* **Исходный отрывок**:

__________________________________________________

Место для могилы Б.Л. выбрано красивейшее – лучше невозможно – открытое со всех сторон, на пригорке под тремя соснами, в видимости от дома, где поэт прожил последнюю половину своей жизни. Здесь толпа кажется еще большей, чем в саду. Вот и процессия с гробом. Перед тем как опустить его на землю рядом с могилой, его почему-то поднимают над толпой, и я в последний раз вижу исхудалое, прекрасное лицо Бориса Леонидовича. Я стою шагах в 8–10 от могилы. <…> Начинается траурное собрание. Первым говорит профессор Асмус. У него нелегкая задача, но он превосходно справляется с ней. Я плохо запомнил его речь, но в ней ничто не показалось бестактным, ненужным, лишним… Чтец Голубенцев читает «О, если б знал, что так бывает…». И другой, незнакомый мне, совсем юный и искренний голос читает до сих пор не напечатанного, но широко известного «Гамлета». Трудно сделать лучше выбор. В ответ на последние строки «Гамлета» в толпе пробегает шум. Атмосфера мгновенно накаляется, но тот же голос, который объявил об открытии траурного митинга (я не вижу этого человека за головами впереди стоящих), поспешно его закрывает. Еще больший шум и голоса протестов. И сразу, еще на общем шуме и возгласах, какой-то сладкий голосок что-то говорит о росе, в которую скоро превратится поэт, и тому подобную приторную мистическую чушь. Он еще не кончил, как хриплый и едва ли трезвый голос выкрикивает, что он должен от имени рабочих Переделкина (какие же в Переделкине рабочие?) заявить, что «они» не понимают, почему Пастернака не печатали и что «он любил рабочих»… Начинает попахивать политической провокацией, но вездесущий Арий Давыдович тихо распоряжается, и вот раздаются слова команды: «Раз-два, взяли…»

Это опускают в землю гроб.

Слышатся возгласы: «Прощай, самый великий!.. Прощайте, Борис Леонидович!..» «Прощайте…». И вдруг сразу наступает тишина, и вот уже стучат комья земли по крышке гроба Бориса Пастернака.

__________________________________________________

Записи набора данных
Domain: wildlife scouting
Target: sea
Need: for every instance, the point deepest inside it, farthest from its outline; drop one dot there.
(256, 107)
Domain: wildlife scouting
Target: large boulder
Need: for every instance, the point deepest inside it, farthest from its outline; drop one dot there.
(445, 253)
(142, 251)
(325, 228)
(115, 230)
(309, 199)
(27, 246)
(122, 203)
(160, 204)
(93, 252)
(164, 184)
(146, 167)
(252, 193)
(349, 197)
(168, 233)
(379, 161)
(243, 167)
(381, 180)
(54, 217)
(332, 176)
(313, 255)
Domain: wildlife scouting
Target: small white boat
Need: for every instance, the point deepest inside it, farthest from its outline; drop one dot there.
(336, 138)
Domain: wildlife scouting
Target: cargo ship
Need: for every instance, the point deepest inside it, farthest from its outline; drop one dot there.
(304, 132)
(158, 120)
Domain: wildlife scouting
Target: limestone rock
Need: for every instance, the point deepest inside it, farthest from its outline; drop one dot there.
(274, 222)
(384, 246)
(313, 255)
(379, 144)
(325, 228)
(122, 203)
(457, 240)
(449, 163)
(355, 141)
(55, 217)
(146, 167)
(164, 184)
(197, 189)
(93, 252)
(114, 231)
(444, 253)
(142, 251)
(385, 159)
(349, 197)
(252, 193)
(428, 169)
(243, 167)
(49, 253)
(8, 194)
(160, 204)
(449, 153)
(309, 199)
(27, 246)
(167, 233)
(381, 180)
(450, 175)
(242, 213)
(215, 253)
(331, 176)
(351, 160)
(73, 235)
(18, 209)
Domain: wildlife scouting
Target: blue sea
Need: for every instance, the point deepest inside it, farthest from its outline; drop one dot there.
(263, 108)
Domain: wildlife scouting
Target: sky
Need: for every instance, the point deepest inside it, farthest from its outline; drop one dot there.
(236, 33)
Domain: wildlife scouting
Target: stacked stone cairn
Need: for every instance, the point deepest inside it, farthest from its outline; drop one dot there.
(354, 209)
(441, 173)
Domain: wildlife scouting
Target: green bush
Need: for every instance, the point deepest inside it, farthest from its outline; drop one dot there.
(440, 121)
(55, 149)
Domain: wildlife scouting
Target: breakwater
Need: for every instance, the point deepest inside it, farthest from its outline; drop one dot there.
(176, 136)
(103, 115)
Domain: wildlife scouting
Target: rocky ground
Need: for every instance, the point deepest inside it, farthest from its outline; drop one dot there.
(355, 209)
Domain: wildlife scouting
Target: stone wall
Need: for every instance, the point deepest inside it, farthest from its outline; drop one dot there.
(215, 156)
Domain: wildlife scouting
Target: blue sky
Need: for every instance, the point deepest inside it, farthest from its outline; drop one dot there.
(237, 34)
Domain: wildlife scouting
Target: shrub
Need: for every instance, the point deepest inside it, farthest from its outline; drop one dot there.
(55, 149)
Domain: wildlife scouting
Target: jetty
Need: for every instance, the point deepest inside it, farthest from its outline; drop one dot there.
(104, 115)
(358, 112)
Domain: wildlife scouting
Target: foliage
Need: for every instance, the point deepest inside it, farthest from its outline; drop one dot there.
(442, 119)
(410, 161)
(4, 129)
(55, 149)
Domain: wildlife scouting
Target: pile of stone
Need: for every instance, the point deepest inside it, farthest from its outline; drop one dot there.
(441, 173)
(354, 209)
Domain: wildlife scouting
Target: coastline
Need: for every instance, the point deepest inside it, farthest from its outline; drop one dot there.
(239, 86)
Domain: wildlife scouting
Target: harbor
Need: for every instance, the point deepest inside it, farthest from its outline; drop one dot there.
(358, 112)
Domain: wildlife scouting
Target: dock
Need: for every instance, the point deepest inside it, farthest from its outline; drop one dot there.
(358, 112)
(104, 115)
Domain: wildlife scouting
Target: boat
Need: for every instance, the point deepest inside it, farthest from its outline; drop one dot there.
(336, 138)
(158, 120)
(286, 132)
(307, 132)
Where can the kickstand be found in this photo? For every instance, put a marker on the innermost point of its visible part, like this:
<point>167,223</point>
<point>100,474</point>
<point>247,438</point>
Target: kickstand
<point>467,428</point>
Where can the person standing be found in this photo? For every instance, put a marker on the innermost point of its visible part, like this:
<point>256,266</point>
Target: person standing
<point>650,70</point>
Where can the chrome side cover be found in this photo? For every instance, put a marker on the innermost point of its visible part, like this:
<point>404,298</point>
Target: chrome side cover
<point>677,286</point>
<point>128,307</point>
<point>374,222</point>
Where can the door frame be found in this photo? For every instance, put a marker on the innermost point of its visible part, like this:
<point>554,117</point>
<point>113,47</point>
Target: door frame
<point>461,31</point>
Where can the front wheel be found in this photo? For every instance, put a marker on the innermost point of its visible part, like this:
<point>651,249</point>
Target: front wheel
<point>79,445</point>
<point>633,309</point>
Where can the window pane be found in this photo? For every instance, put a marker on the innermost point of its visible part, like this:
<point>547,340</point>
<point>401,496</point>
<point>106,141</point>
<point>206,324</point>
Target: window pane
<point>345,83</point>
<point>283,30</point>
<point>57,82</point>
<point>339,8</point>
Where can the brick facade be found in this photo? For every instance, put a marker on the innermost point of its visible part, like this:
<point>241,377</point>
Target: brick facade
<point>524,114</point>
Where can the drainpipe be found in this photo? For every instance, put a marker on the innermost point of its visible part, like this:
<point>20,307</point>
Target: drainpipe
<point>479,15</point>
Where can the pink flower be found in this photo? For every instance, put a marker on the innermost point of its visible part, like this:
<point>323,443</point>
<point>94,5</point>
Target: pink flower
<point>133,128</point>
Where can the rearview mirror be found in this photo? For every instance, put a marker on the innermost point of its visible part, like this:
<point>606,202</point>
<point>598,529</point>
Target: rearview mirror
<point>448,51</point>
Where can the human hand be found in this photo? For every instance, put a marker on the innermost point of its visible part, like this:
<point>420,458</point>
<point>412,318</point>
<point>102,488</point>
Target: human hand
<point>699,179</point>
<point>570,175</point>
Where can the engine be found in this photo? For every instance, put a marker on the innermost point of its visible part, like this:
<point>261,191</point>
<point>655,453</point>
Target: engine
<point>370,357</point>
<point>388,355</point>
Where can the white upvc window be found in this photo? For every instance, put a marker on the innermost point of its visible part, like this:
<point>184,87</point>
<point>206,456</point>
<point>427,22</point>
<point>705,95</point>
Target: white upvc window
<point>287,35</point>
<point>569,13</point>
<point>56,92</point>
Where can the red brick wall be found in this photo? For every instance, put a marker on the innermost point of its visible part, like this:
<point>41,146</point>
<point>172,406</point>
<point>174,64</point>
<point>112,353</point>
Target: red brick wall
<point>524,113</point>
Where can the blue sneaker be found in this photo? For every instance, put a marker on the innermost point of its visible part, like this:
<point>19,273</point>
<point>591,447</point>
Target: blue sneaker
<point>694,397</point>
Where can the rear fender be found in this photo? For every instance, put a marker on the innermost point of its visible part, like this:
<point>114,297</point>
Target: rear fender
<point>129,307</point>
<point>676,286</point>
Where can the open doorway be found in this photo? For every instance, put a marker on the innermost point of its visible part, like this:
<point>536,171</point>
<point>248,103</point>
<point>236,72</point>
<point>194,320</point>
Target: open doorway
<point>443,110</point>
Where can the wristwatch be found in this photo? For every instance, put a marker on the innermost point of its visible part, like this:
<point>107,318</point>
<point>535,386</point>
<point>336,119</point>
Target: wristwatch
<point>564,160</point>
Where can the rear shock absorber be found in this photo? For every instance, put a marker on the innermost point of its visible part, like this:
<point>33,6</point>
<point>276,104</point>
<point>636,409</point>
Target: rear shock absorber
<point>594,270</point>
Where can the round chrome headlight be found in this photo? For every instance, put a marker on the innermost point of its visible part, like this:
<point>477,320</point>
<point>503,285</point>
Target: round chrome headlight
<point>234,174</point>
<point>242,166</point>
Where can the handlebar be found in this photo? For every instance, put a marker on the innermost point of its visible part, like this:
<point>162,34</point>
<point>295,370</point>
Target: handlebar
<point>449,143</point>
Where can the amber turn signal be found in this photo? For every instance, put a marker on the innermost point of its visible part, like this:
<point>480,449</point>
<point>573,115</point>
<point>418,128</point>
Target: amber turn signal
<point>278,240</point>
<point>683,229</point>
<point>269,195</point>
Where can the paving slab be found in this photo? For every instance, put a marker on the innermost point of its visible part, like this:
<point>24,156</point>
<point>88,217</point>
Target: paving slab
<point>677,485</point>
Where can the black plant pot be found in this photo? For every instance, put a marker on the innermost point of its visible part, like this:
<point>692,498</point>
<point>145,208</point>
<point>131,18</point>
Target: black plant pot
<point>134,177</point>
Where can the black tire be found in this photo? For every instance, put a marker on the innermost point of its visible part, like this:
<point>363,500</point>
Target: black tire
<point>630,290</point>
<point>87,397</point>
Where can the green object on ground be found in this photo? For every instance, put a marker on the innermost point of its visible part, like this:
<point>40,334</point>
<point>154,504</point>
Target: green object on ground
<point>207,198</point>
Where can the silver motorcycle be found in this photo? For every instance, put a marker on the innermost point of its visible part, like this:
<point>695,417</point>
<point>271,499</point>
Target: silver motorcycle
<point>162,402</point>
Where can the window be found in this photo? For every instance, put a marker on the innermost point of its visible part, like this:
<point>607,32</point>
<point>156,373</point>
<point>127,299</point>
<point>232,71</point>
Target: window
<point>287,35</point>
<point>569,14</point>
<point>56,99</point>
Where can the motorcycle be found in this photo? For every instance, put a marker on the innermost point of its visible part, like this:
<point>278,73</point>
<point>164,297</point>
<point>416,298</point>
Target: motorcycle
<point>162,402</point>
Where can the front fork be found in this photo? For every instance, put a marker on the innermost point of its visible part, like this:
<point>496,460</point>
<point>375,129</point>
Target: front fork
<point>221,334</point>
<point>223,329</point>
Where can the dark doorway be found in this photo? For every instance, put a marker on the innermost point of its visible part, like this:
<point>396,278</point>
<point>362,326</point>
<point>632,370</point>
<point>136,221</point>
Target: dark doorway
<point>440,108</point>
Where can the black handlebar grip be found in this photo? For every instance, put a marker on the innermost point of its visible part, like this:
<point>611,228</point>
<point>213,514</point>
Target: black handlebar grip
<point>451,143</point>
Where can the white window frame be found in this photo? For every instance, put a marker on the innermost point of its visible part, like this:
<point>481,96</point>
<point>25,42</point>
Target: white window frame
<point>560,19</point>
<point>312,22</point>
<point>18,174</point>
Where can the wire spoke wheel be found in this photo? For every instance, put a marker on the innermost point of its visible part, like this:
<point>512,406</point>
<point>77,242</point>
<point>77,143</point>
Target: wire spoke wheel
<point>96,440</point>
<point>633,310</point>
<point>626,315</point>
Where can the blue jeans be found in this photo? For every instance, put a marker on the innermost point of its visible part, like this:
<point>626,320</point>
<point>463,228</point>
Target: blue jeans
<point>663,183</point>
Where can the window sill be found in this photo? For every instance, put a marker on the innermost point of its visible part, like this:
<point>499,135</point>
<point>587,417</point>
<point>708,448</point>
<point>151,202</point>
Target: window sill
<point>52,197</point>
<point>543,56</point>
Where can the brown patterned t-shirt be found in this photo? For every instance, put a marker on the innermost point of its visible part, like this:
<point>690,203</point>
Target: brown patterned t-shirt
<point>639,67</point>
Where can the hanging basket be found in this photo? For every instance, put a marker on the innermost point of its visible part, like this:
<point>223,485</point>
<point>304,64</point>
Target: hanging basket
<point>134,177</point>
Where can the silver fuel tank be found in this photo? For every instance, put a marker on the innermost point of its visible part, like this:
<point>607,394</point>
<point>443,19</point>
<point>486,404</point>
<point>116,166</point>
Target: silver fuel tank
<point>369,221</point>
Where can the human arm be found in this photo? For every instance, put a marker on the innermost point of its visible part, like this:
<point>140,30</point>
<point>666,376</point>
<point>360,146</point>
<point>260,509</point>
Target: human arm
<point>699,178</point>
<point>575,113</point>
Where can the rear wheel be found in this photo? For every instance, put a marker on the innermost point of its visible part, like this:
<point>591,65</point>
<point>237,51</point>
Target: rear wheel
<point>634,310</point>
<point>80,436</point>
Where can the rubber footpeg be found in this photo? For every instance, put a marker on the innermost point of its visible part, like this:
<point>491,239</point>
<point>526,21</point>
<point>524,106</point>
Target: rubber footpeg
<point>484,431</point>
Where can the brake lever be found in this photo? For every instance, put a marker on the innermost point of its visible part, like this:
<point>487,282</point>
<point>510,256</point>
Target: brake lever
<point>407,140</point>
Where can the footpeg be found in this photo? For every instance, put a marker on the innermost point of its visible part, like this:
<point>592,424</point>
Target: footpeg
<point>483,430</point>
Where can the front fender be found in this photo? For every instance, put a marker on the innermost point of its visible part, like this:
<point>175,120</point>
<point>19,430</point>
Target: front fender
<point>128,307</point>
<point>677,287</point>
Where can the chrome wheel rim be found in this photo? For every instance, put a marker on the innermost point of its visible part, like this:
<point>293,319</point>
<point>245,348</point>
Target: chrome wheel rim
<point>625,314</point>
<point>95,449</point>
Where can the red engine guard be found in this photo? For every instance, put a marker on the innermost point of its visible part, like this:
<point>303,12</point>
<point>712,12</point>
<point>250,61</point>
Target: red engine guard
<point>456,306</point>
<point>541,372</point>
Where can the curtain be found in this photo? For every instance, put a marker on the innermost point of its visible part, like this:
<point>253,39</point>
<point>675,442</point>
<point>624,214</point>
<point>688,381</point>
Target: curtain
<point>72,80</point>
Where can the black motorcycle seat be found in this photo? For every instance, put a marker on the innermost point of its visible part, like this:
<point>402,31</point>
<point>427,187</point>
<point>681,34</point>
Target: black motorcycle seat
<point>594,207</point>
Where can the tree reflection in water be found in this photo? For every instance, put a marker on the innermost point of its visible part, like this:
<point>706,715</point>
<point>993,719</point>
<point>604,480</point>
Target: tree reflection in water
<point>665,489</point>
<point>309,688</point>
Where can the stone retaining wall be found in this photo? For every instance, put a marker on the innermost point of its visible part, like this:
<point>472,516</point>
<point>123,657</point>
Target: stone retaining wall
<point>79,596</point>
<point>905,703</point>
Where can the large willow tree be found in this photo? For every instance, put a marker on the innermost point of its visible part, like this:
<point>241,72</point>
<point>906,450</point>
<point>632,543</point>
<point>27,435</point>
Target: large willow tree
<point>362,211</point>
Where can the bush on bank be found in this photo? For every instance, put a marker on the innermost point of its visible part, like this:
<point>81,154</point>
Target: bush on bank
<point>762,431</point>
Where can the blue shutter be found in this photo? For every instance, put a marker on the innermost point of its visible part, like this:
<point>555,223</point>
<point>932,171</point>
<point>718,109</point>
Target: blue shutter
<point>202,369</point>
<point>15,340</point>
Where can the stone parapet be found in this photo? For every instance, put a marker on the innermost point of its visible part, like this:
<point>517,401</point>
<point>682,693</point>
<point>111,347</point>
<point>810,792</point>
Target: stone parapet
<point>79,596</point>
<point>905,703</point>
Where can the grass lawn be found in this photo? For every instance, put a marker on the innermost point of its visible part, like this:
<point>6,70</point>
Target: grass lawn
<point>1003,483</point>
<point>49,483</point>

__________________________________________________

* **Постановка задачи**:
Скопируйте без изменений фрагмент отрывка о похоронах Пастернака. Начните с места, где стоят слова «Это опускают в», и завершите словами «гроба Бориса Пастернака.» включительно.

* **Письменный ответ**:
Это опускают в землю гроб.

Слышатся возгласы: «Прощай, самый великий!.. Прощайте, Борис Леонидович!..» «Прощайте…». И вдруг сразу наступает тишина, и вот уже стучат комья земли по крышке гроба Бориса Пастернака.